§ 設問 1:
ガス濃度演算方法に関する本文について、次の問いに答えてください。
(a) 特許文献1として挙げられている公報の番号は何ですか?
(b) 従来の装置で応用的な活用に限界がある原因として、何の大きさの制限が挙げられていますか?
(c) [1]の方法で、デバイスと光源体との距離を測定するのはどのセンサですか?

従来知られているガス濃度測定装置は、被測定ガスが導入される容器(セル)を備え、セルの内部には、赤外線を放出する光源と、この光源から放出される赤外線を検出する赤外線センサが設けられている(特許文献1参照)。
【先行技術文献】
【特許文献】
【0003】
【特許文献1】特開2012-73098号公報
【発明の概要】
【発明が解決しようとする課題】
【0004】
しかしながら、上記のように、従来のガス濃度測定装置およびガス濃度測定方法では、被測定ガスが導入される容器(セル)を用いることが前提であるため、装置全体の大きさの制限によってその応用的な活用には限界があり、モバイル機器等に搭載するという着想そのものに至らないのが実情である。
【0005】
そこで、本発明は、被測定ガスが導入される容器(セル)を用いることなくガス濃度測定が可能なガス濃度演算方法およびガス濃度測定装置を提供することを課題とする。
【課題を解決するための手段】
【0006】
本発明は、以下のとおりである。
[1]
測距センサと感度波長帯域が異なる2つ以上の赤外線センサとを有するデバイスを用いて、前記デバイスと光源体との間の空間に存在する所定のガス成分の濃度を演算するガス濃度演算方法であり、
前記デバイスと前記光源体との距離を前記測距センサにより測定する測距工程と、
すべての前記赤外線センサの視野全体を前記光源体が覆ったときに、前記赤外線センサの各々からの信号と、前記光源体と前記デバイスとの距離を示す前記測距センサからの信号とに基づいて、前記所定のガス成分の濃度を演算する濃度演算工程と、
を備えることを特徴とする、ガス濃度演算方法。

§ 設問 2: エントリのうち、"Locate the white window"を含む行で始まり"pixel 168 90"を含む行で終わる部分を、両端の行も含めて一字一句違えずに書き写してください。画像は答えに含めないでください。

§ 元のエントリ:
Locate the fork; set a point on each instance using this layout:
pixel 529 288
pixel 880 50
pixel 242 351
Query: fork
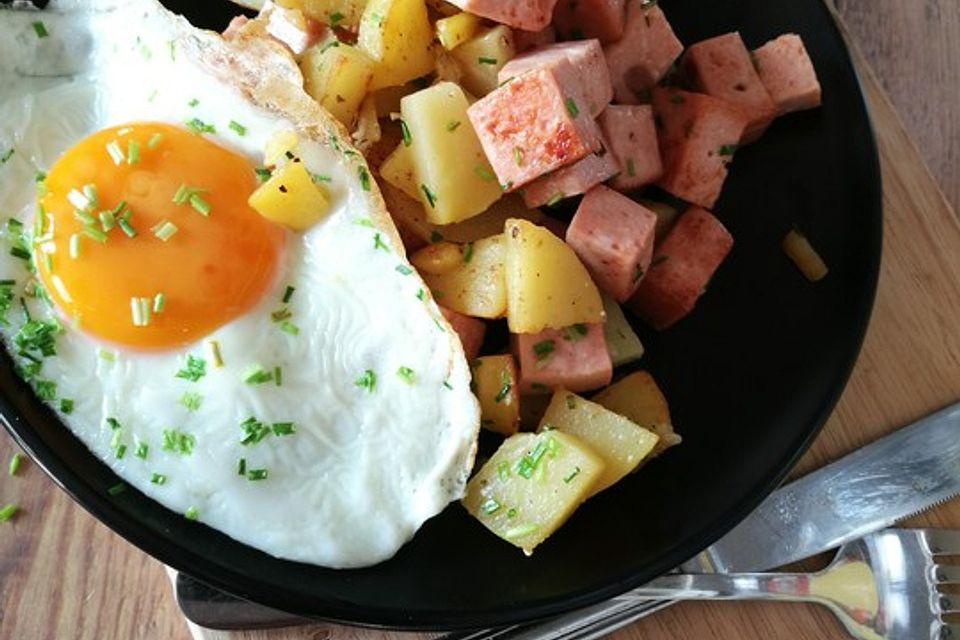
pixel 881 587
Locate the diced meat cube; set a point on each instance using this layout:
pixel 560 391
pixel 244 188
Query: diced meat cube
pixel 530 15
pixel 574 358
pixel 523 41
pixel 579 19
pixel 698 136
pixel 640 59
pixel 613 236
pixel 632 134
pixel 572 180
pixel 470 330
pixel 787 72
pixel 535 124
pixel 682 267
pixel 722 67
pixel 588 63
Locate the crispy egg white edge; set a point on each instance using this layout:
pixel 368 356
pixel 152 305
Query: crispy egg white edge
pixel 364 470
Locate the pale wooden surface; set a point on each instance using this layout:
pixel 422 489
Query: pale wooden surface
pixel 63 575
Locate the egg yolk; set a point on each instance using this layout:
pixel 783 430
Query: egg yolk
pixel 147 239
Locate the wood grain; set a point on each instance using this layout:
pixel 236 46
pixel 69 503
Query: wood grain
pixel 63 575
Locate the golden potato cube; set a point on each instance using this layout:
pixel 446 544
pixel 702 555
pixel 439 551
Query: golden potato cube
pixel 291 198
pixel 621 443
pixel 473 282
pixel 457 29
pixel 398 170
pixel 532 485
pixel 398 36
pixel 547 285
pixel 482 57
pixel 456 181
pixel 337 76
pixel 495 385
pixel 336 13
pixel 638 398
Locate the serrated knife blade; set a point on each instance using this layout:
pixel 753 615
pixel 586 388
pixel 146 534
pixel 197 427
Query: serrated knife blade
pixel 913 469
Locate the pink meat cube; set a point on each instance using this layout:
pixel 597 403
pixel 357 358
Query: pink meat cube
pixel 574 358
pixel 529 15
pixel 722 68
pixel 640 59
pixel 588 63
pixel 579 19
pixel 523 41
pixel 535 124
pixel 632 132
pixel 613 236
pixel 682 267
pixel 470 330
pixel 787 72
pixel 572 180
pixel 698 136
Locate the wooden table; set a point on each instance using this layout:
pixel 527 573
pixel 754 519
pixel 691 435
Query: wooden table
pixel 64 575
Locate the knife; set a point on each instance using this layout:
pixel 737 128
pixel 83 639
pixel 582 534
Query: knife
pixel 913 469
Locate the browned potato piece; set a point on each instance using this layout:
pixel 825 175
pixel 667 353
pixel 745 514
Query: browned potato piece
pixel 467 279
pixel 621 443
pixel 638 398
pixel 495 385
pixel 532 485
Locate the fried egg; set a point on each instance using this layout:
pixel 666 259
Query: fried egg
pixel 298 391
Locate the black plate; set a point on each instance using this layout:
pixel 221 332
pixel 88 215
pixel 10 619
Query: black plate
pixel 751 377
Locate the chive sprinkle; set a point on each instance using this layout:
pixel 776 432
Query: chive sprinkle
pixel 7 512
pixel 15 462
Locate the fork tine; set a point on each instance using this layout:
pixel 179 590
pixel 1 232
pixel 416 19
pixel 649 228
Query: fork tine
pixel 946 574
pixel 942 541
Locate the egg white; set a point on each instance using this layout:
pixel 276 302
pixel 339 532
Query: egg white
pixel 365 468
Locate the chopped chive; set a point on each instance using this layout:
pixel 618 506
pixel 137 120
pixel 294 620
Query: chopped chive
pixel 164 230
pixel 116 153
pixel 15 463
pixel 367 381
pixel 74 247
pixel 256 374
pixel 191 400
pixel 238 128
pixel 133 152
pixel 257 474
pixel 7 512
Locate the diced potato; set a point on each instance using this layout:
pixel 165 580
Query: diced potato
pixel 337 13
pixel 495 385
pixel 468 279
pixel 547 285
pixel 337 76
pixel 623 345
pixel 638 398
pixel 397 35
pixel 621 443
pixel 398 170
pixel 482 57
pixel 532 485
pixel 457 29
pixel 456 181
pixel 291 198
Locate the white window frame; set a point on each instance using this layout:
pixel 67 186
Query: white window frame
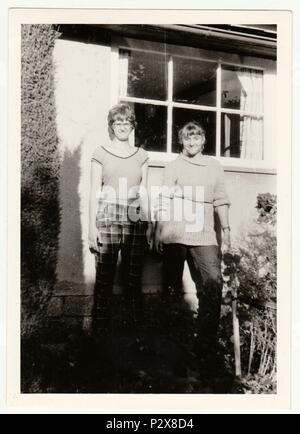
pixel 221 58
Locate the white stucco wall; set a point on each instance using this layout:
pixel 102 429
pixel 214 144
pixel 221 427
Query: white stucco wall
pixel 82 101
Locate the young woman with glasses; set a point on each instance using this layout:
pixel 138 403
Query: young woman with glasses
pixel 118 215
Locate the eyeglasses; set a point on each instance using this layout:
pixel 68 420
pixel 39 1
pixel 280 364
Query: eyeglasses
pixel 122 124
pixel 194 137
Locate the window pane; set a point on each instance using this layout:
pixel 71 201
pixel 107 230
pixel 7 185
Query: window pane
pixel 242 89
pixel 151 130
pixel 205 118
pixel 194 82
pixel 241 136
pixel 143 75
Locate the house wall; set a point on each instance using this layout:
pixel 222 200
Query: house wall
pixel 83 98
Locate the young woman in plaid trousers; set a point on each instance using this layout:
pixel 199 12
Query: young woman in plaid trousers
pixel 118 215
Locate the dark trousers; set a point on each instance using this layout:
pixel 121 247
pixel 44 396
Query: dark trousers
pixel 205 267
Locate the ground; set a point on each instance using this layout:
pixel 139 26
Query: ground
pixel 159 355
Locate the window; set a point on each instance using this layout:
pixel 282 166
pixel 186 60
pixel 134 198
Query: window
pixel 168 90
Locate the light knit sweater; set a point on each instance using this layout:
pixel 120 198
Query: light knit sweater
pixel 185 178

§ 解答 1:
(a) 特開2012-73098号公報
(b) 装置全体の大きさ
(c) 測距センサ

§ 解答 2:
Locate the white window frame; set a point on each instance using this layout:
pixel 67 186
Query: white window frame
pixel 221 58
Locate the white stucco wall; set a point on each instance using this layout:
pixel 102 429
pixel 214 144
pixel 221 427
Query: white stucco wall
pixel 82 101
Locate the young woman with glasses; set a point on each instance using this layout:
pixel 138 403
Query: young woman with glasses
pixel 118 215
Locate the eyeglasses; set a point on each instance using this layout:
pixel 68 420
pixel 39 1
pixel 280 364
Query: eyeglasses
pixel 122 124
pixel 194 137
Locate the window pane; set a point on each instance using this layout:
pixel 71 201
pixel 107 230
pixel 7 185
Query: window pane
pixel 242 89
pixel 151 130
pixel 205 118
pixel 194 82
pixel 241 136
pixel 143 75
Locate the house wall; set a point on each instance using this layout:
pixel 222 200
Query: house wall
pixel 83 98
Locate the young woman in plaid trousers; set a point on each instance using this layout:
pixel 199 12
Query: young woman in plaid trousers
pixel 118 215
Locate the dark trousers; set a point on each instance using this layout:
pixel 121 247
pixel 44 396
Query: dark trousers
pixel 205 267
Locate the ground; set a point on each instance using this layout:
pixel 139 26
Query: ground
pixel 159 355
Locate the window; set a point on each instance using this layout:
pixel 282 166
pixel 186 60
pixel 134 198
Query: window
pixel 168 90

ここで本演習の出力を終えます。